* _SELECTED EXCERPT_:
** start **
I know the fact that I dare to possibly love and miss my babies still, even all these years later, makes people thoroughly uncomfortable. I know some people think I'm "stuck" on something I shouldn't be.
I rehearse the words recently spoken that cut so deeply while also rehearsing and tossing over and over in my mind what I could write to help people understand. Maybe there is a time for that, for speaking on behalf of the invisible+bereaved+longing-to-be mothers. But right now, I'm done with trying to get them to see what is. I'm done trying to explain the unexplainable-unless-you've-been-there. There is freedom in letting go and knowing He who sees all things has compassion on me.
Rachel Joy Welcher wrote in one of her lovely poems:
"Love isn't something we bury with dirt or time."
She also wrote:
"It's ok to look forward to the future
with a broken heart and a limp.
Is there any other way to
travel toward God
this side of heaven?"
I will continue to look forward to the future - my future here on earth where I'm trusting God that I will see and taste His goodness in the land of the living - and my future with Him where He will wipe away every tear I've ever shed.
** end **
* _SET PROBLEM_:
Copy the reflection on grief and hope above word for word, from the first line to the last.

Raw records
** start **
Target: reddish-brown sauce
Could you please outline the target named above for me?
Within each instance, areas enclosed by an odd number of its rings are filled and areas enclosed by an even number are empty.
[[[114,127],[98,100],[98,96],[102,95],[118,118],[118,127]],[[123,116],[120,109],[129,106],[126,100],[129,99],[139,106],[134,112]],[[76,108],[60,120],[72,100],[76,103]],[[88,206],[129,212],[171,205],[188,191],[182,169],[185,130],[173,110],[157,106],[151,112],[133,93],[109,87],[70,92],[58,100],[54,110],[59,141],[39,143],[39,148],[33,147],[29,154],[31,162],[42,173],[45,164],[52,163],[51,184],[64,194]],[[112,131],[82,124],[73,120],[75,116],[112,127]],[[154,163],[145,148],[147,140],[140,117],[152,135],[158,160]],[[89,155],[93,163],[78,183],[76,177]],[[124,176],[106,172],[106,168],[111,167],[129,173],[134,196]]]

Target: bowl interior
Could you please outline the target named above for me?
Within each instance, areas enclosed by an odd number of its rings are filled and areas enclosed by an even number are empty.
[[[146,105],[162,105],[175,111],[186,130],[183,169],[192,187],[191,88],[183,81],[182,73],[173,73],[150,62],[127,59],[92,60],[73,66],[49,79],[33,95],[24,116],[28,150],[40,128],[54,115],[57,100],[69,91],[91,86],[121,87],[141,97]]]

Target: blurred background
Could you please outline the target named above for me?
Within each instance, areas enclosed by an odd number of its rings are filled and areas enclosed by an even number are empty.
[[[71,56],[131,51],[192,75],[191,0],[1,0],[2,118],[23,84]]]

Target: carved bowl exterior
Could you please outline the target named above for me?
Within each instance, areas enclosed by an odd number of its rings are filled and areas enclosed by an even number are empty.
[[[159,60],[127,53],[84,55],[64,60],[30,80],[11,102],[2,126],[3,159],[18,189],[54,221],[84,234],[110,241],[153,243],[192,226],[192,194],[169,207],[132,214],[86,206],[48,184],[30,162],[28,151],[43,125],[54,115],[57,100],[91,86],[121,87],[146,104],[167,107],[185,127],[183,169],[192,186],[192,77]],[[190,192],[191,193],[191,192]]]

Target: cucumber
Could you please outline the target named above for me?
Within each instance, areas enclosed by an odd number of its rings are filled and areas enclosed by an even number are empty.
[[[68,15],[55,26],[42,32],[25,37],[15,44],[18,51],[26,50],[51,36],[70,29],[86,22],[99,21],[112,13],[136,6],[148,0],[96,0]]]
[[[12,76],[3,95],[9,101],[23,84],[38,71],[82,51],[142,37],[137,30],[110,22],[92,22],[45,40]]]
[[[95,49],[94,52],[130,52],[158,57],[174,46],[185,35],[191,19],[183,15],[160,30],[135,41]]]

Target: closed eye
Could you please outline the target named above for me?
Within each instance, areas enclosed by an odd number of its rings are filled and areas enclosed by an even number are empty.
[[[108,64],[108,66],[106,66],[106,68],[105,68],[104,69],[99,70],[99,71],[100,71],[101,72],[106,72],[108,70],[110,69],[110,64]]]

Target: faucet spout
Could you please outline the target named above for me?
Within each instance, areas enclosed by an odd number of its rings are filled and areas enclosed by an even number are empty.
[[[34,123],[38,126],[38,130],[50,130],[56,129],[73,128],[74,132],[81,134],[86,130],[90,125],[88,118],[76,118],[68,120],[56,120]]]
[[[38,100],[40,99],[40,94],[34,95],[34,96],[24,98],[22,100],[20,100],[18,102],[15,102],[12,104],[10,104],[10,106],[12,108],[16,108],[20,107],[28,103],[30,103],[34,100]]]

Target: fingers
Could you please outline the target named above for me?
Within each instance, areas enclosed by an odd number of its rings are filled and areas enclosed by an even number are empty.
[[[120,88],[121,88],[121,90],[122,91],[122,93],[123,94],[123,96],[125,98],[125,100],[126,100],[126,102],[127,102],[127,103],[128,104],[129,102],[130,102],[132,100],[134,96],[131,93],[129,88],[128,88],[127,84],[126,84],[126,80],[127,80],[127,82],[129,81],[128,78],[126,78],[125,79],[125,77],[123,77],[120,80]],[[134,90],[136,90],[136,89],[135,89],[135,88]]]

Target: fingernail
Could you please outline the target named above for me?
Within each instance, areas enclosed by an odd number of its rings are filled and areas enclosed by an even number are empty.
** end **
* _THE RESPONSE_:
I know the fact that I dare to possibly love and miss my babies still, even all these years later, makes people thoroughly uncomfortable. I know some people think I'm "stuck" on something I shouldn't be.
I rehearse the words recently spoken that cut so deeply while also rehearsing and tossing over and over in my mind what I could write to help people understand. Maybe there is a time for that, for speaking on behalf of the invisible+bereaved+longing-to-be mothers. But right now, I'm done with trying to get them to see what is. I'm done trying to explain the unexplainable-unless-you've-been-there. There is freedom in letting go and knowing He who sees all things has compassion on me.
Rachel Joy Welcher wrote in one of her lovely poems:
"Love isn't something we bury with dirt or time."
She also wrote:
"It's ok to look forward to the future
with a broken heart and a limp.
Is there any other way to
travel toward God
this side of heaven?"
I will continue to look forward to the future - my future here on earth where I'm trusting God that I will see and taste His goodness in the land of the living - and my future with Him where He will wipe away every tear I've ever shed.